══ DATA FOR THIS TASK
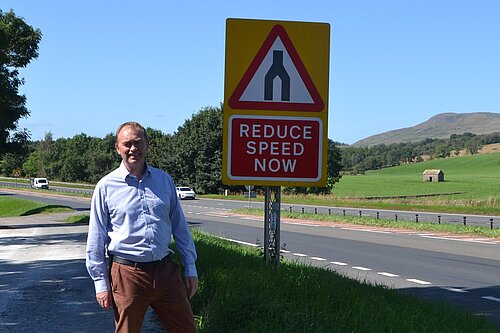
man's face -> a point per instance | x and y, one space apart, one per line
132 147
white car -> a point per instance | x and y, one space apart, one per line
184 192
39 183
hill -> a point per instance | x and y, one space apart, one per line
441 126
476 178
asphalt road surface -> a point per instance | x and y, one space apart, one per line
461 270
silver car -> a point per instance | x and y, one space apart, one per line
184 192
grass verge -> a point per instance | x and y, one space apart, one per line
400 224
77 219
239 293
10 207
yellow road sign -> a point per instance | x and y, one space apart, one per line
276 103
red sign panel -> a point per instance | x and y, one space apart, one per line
273 147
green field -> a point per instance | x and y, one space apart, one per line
21 207
476 178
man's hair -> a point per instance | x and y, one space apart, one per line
134 125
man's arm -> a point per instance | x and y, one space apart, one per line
97 241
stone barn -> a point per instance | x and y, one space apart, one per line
433 175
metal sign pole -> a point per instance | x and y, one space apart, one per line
277 211
267 200
272 209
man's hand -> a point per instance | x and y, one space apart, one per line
104 299
191 285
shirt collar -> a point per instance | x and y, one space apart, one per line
124 173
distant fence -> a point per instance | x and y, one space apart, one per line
438 218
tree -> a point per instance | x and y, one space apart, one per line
18 46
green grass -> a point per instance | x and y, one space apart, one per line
10 207
474 177
239 293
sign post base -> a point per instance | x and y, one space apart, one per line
272 207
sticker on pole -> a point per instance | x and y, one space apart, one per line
277 79
275 148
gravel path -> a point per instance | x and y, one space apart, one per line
44 286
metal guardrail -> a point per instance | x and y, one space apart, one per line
491 222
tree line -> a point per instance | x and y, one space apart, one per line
192 155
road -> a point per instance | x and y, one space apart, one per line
457 269
415 216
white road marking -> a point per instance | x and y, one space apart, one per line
237 241
491 298
455 290
471 240
338 263
303 224
362 268
250 218
418 281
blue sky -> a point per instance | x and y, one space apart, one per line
393 63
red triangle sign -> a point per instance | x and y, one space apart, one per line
277 79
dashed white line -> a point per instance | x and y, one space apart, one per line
471 240
338 263
361 268
237 241
418 281
491 298
303 224
455 290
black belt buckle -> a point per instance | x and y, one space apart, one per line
142 265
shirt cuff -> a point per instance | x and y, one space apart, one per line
100 286
190 271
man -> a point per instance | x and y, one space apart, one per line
134 213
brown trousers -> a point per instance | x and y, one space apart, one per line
161 287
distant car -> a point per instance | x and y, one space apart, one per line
39 183
184 192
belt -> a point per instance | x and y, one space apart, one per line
143 265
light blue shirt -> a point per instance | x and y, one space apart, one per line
136 219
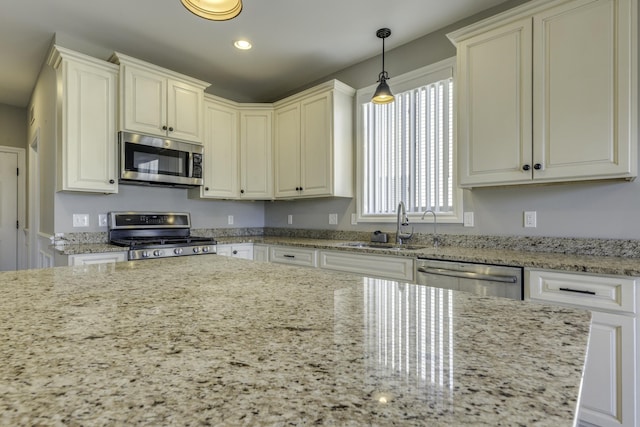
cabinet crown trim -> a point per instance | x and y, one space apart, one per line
122 59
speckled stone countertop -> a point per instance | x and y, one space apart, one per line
210 340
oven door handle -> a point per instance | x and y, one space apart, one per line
468 275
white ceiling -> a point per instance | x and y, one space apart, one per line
295 41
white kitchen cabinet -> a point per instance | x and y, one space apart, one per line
313 143
86 133
91 258
547 93
261 253
303 257
256 148
611 383
383 266
159 102
236 250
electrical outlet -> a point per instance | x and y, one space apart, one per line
80 220
530 219
468 219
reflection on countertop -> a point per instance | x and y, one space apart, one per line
232 342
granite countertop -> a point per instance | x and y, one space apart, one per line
208 340
608 265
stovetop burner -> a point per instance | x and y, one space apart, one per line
157 235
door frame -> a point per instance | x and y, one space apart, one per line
21 253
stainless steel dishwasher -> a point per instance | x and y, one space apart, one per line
480 279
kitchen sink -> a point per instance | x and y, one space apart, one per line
385 246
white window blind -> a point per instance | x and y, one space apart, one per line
408 151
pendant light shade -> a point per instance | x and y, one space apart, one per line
383 93
214 10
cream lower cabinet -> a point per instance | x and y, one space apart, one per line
313 143
383 266
88 259
86 133
547 93
237 250
611 384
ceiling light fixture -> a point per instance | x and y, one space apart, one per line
383 94
214 10
242 44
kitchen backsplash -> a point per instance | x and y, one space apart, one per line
573 246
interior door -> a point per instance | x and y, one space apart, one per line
8 211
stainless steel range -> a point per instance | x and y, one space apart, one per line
157 235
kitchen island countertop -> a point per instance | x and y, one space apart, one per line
222 341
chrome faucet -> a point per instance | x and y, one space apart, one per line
435 226
402 220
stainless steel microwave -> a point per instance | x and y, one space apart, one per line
153 160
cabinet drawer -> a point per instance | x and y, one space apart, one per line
295 256
600 293
388 267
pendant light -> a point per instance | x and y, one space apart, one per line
214 10
383 94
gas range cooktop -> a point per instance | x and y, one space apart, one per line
157 235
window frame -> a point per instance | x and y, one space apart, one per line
411 80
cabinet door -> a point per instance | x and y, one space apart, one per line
495 106
145 101
287 151
316 148
256 171
582 90
88 140
220 152
184 111
608 389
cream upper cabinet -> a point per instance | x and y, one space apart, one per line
220 160
256 164
313 143
157 101
86 122
547 93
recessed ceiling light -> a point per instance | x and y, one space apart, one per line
242 44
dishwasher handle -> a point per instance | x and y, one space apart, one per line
468 275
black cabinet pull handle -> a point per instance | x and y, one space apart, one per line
577 291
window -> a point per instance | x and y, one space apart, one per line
406 148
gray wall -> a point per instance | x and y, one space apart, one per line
589 209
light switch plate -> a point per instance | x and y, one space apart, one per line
80 220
════
ACTIVITY = The expected output is each record, copied exactly, and nothing in place of the pictures.

RESPONSE AREA =
man's face -> a point per instance | x and y, one space apart, one per line
132 147
white car -> a point per instance | x and y, one space apart, one per line
184 192
39 183
hill -> a point per instance | x and y, one space apart, one per line
441 126
476 178
asphalt road surface -> a point per instance | x and y, one space apart, one per line
461 270
silver car -> a point per instance | x and y, one space apart, one per line
184 192
grass verge -> a point per instance | x and y, one space apart, one per line
400 224
77 219
239 293
10 207
yellow road sign -> a point per instance | x and y, one space apart, one per line
276 103
red sign panel -> a point per instance | x and y, one space apart, one per line
273 147
green field -> a point per instance | x and y, one space apart, one per line
21 207
476 178
man's hair -> a point per instance | x and y, one space apart, one per line
134 125
man's arm -> a point per instance | x and y, one space apart, one per line
97 241
stone barn -> a point per instance | x and y, one space apart, one per line
433 175
metal sign pole -> a point per instance | x and y, one space apart, one per line
277 211
267 200
272 209
man's hand -> a point per instance | x and y, one space apart, one per line
104 299
191 285
shirt collar -> a point per instance | x and y, one space apart, one per line
124 173
distant fence -> a point per instance | x and y, one space apart, one per line
438 218
tree -> a point per instance | x and y, one space apart, one per line
18 46
green grass -> a point per instance | x and y, one space apart, one per line
10 207
474 177
239 293
sign post base -> a point per instance | x and y, one space apart, one per line
272 207
sticker on pole -> a point per instance | x and y, one space apart, one per line
277 79
275 148
gravel path -> a point per instance | x and y, one space apart, one per line
44 286
metal guardrail -> a point per instance | x and y, one space apart, one per line
491 222
tree line -> a point per instance | x and y, one space apart, one per line
192 155
road -> a point per instance | x and y, one space apart, one per line
457 269
415 216
white road marking -> a point per instance | x and y, one space apart, one per line
237 241
491 298
455 290
471 240
338 263
303 224
362 268
250 218
418 281
blue sky -> a point per instance | x and y, one space apart, one per line
393 63
red triangle sign -> a point per instance | x and y, one space apart, one per line
277 79
dashed white line -> a point per instance | x and y, one space apart, one per line
471 240
338 263
361 268
237 241
418 281
491 298
303 224
455 290
black belt buckle -> a point per instance | x and y, one space apart, one per line
142 265
shirt cuff -> a point per instance | x and y, one space apart, one per line
100 286
190 271
man -> a point per instance | x and y, one space apart, one per line
134 213
brown trousers -> a point per instance | x and y, one space apart, one per line
161 287
distant car -> a point per instance | x and y, one space apart, one per line
39 183
184 192
belt -> a point per instance | x and y, one space apart, one per line
143 265
light blue shirt -> a point per instance | x and y, one space apart, one per line
136 219
cabinet crown trim -> a point per instance | x and y, one space apart, one per line
122 59
speckled stone countertop -> a point per instance | x and y, one space apart, one per line
210 340
oven door handle -> a point per instance | x and y, one space apart, one per line
468 275
white ceiling -> a point per instance | x and y, one space apart, one per line
295 41
white kitchen cabinet -> a point per instance | x and y, one space apart, one per line
313 143
86 133
91 258
547 93
261 253
303 257
256 148
611 383
383 266
159 102
236 250
electrical outlet -> a point per instance | x and y, one space apart, one per line
80 220
530 219
468 219
reflection on countertop -> a point per instance | x and y, one space apart, one per line
232 342
granite countertop -> a point per instance | x and y, one space apart, one per line
208 340
608 265
stovetop burner -> a point per instance | x and y, one space apart, one per line
157 235
door frame -> a point per instance | x and y, one space apart, one per line
21 253
stainless steel dishwasher -> a point per instance | x and y, one space apart, one per line
480 279
kitchen sink -> a point per instance | x and y, one space apart, one per line
385 246
white window blind -> a point per instance | x and y, one space apart, one per line
408 151
pendant light shade -> a point per instance | x and y, one space apart, one per line
383 93
214 10
cream lower cabinet -> a point per instance | x and y, one space apart, one per line
313 143
383 266
88 259
86 133
547 93
237 250
611 384
ceiling light fixture -> a point per instance | x and y, one space apart, one per line
383 94
214 10
242 44
kitchen backsplash -> a point per instance | x and y, one space apart, one per line
573 246
interior door -> a point per instance | x and y, one space apart, one per line
8 211
stainless steel range -> a point per instance | x and y, one space apart, one per line
157 235
kitchen island countertop -> a point per instance | x and y, one space apart, one per line
222 341
chrome faucet -> a point per instance | x and y, one space apart, one per line
435 226
402 220
stainless steel microwave -> a point per instance | x and y, one space apart, one per line
153 160
cabinet drawer -> a point per instance | x and y, one space apart, one per line
295 256
600 293
388 267
pendant light -> a point per instance | x and y, one space apart, one per line
214 10
383 94
gas range cooktop -> a point per instance | x and y, one space apart, one per line
157 235
window frame -> a point per instance | x and y, one space apart, one per line
411 80
cabinet door -> a point per instance | x and y, one space apart, one per line
495 106
145 101
287 151
316 148
256 171
582 90
88 140
220 152
184 111
608 389
cream upper cabinet -> a point per instance | x and y, one space apart, one per line
220 160
256 164
313 143
157 101
86 122
547 93
recessed ceiling light -> a point per instance | x and y, one space apart, one per line
242 44
dishwasher handle -> a point per instance | x and y, one space apart, one per line
468 275
black cabinet pull handle -> a point per instance | x and y, one space apart, one per line
577 291
window -> a point per instance | x and y, one space apart, one per line
406 148
gray wall -> a point per instance | x and y, one space apart, one per line
589 209
light switch plate -> a point per instance | x and y, one space apart, one per line
80 220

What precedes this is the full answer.